Repeat the records exactly as given. Do not include the pictures.

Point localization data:
━━━━━━━━━━━━━━━━
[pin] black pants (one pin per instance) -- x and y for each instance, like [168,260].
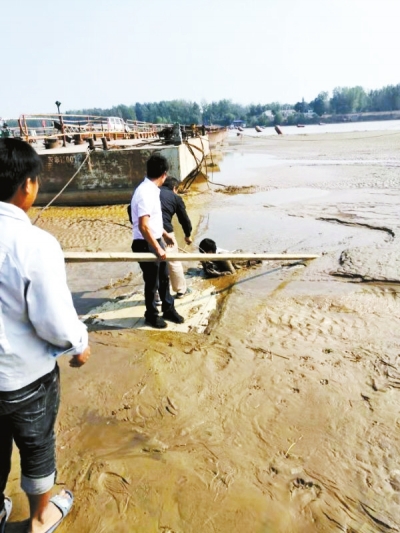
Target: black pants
[27,417]
[156,278]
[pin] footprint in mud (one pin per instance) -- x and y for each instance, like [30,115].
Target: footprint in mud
[304,491]
[117,488]
[220,356]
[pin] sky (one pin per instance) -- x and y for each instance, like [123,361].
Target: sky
[101,53]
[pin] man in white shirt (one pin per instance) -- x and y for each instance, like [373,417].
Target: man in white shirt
[147,233]
[38,323]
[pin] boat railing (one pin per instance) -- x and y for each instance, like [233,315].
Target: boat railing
[79,128]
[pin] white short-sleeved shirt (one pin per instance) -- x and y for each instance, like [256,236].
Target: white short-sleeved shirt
[38,321]
[146,201]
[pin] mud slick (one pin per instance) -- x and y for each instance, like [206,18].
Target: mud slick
[282,416]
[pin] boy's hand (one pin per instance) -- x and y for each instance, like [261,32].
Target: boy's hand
[80,359]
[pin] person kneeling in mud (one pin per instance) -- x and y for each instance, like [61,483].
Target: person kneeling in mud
[214,269]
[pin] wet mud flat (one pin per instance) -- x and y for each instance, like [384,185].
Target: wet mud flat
[283,416]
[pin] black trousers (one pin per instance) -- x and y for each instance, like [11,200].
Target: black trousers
[156,278]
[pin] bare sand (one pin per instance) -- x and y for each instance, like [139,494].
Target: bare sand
[283,417]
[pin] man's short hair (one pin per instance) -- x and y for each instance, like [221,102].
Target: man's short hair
[208,246]
[156,165]
[171,183]
[18,161]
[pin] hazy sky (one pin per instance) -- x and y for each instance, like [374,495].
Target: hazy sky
[100,53]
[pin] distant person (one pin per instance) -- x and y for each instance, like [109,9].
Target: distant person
[214,269]
[38,323]
[147,234]
[172,204]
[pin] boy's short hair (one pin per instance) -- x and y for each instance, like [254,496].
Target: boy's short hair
[208,246]
[18,161]
[171,183]
[156,166]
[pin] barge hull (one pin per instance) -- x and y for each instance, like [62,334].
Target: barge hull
[110,176]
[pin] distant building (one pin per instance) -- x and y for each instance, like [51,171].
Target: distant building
[268,113]
[238,123]
[287,112]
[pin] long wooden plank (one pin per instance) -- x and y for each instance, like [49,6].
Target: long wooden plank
[102,257]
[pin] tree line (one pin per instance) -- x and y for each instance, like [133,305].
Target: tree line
[344,101]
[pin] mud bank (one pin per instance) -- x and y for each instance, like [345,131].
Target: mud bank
[283,417]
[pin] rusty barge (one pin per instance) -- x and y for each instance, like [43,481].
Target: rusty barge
[91,160]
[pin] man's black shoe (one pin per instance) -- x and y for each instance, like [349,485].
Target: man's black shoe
[173,316]
[156,322]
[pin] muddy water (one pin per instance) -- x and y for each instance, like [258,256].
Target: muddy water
[284,418]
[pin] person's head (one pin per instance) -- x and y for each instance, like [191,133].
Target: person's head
[19,163]
[157,165]
[208,246]
[171,183]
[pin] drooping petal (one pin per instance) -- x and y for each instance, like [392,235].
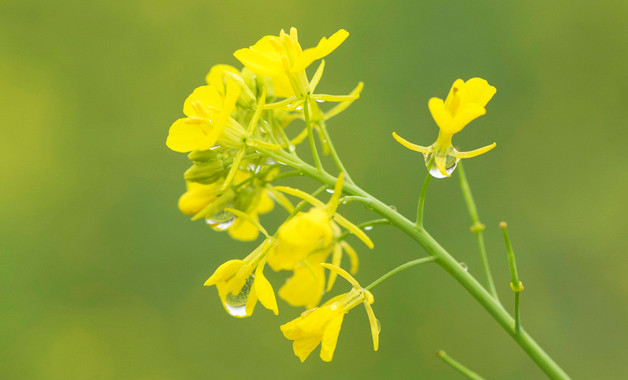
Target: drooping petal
[224,271]
[207,96]
[441,116]
[411,146]
[330,338]
[185,137]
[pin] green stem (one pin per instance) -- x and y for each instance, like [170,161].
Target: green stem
[334,154]
[419,213]
[444,259]
[516,284]
[459,367]
[310,135]
[363,226]
[477,228]
[400,268]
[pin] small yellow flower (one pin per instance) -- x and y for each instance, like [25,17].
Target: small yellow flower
[282,57]
[208,201]
[322,325]
[241,283]
[466,102]
[207,121]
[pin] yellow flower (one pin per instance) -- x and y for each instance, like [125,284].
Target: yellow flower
[241,283]
[207,121]
[466,102]
[322,325]
[282,57]
[305,233]
[209,202]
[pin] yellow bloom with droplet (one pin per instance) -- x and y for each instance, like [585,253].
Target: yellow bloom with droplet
[322,325]
[466,102]
[282,57]
[241,283]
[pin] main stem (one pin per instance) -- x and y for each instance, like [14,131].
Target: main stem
[443,258]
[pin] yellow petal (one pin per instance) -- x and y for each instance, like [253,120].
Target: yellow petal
[411,146]
[441,116]
[224,271]
[185,137]
[374,325]
[330,338]
[305,287]
[264,290]
[336,260]
[304,347]
[353,256]
[475,152]
[208,96]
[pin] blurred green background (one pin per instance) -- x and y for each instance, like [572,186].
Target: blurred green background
[101,276]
━━━━━━━━━━━━━━━━
▶ Response
[pin] black pants (one pin per instance) -- x and y for each instance, like [168,260].
Target: black pants
[27,417]
[156,278]
[pin] footprint in mud (one pin per instance) -- x and y for each instance, like [30,115].
Target: footprint in mud
[304,491]
[117,488]
[220,356]
[pin] sky (one pin per instance) -- x and y for each instance, like [123,361].
Target: sky
[101,53]
[pin] man in white shirt (one pin per instance) -- x and y for each instance, like [373,417].
Target: man in white shirt
[147,233]
[38,323]
[pin] boat railing (one pin per instance) -- x and y for each instance, like [233,315].
Target: boat railing
[79,128]
[pin] white short-sleeved shirt (one pin per instance) -- x and y for each instance, like [256,236].
Target: white short-sleeved shirt
[38,321]
[146,201]
[pin] mud slick (one pin per instance) -- x and y for each instance, like [206,18].
Target: mud slick
[282,416]
[pin] boy's hand (one pin per instance) -- x and y for each instance, like [261,32].
Target: boy's hand
[80,359]
[pin] person kneeling in mud (one pin per instance) -- x and y for each instance, like [61,483].
Target: person kneeling in mud
[214,269]
[pin] wet mud flat (one pin per instance) -- x and y for each instance, like [384,185].
Target: wet mud flat
[283,416]
[pin] black trousers (one pin per instance) -- x and y for each instance, like [11,200].
Target: black trousers
[156,278]
[pin] bare sand (one pin per instance) -- x and y for each instance, like [139,494].
Target: bare sand
[283,417]
[pin] man's short hair (one pin per instance) -- x and y for each instance, like [221,102].
Target: man's short hair
[208,246]
[156,165]
[171,183]
[18,161]
[pin] hazy sky (one pin per instance) -- x and y for each instance, like [374,495].
Target: hazy sky
[100,53]
[pin] distant person (one pin per instance) -- x and y for each instance, like [109,9].
Target: distant person
[214,269]
[38,323]
[147,234]
[172,204]
[pin] boy's short hair (one pin per instance) -- x and y for each instance, like [254,496].
Target: boy's short hair
[208,246]
[18,161]
[171,183]
[156,166]
[pin] barge hull (one pin per instance) -- x and y for each instance, like [62,334].
Target: barge hull
[110,176]
[pin] distant building (one pin per instance) -- x and y for each instance, like [51,171].
Target: distant building
[268,113]
[238,123]
[287,112]
[pin] long wooden plank (one pin per instance) -- x and y for each instance, like [49,6].
Target: long wooden plank
[102,257]
[pin] tree line (one pin per instance) -- x and y for each instance, like [133,305].
Target: tree line
[344,101]
[pin] mud bank (one pin per instance) -- x and y for each instance, like [345,131].
Target: mud bank
[283,417]
[pin] rusty barge (one pin per instance) -- x and y for each instance, like [43,481].
Target: rusty barge
[91,160]
[pin] man's black shoe (one pin per instance) -- x and y for each instance, like [349,485].
Target: man's black shoe
[173,316]
[156,322]
[pin] muddy water (one pin per instance) -- x and y for each instance, like [258,256].
Target: muddy water
[284,418]
[pin] person's head (one pin per instance) -- x and y for each instance, like [191,133].
Target: person's head
[19,163]
[157,165]
[208,246]
[171,183]
[pin] drooping petal (one pin per instance) -- x and y for each instance, like [392,235].
Target: drooping petal
[224,271]
[207,96]
[441,116]
[411,146]
[330,338]
[185,137]
[pin] green stem (one pin per instance) -- x and y for each instance, like [170,161].
Target: green stem
[334,154]
[419,213]
[444,259]
[516,284]
[459,367]
[310,135]
[363,226]
[477,228]
[400,268]
[pin] small yellow flower (one pin per instance) -- x and y for each instance, like [25,17].
Target: small yellow flower
[282,57]
[208,201]
[322,325]
[241,283]
[466,102]
[207,121]
[pin] yellow flower (one pin per instance) -- x and y for each instance, like [125,284].
Target: yellow flower
[241,283]
[207,121]
[466,102]
[322,325]
[282,57]
[305,233]
[209,202]
[pin] yellow bloom with droplet (one pin per instance) -- x and y for each instance, like [585,253].
Target: yellow bloom with droplet
[322,325]
[466,102]
[282,57]
[241,283]
[pin] main stem (one pin per instance) -- x and y for each instance, like [14,131].
Target: main stem
[443,258]
[pin] yellow petal (one pin per instance) -- x and y for each instance, like [253,120].
Target: yellow petal
[411,146]
[441,116]
[224,271]
[185,137]
[374,325]
[330,338]
[305,287]
[264,290]
[336,260]
[304,347]
[353,256]
[475,152]
[208,96]
[pin] blurred green background (one pin per instance) -- x and y for each instance, like [572,186].
Target: blurred green background
[101,276]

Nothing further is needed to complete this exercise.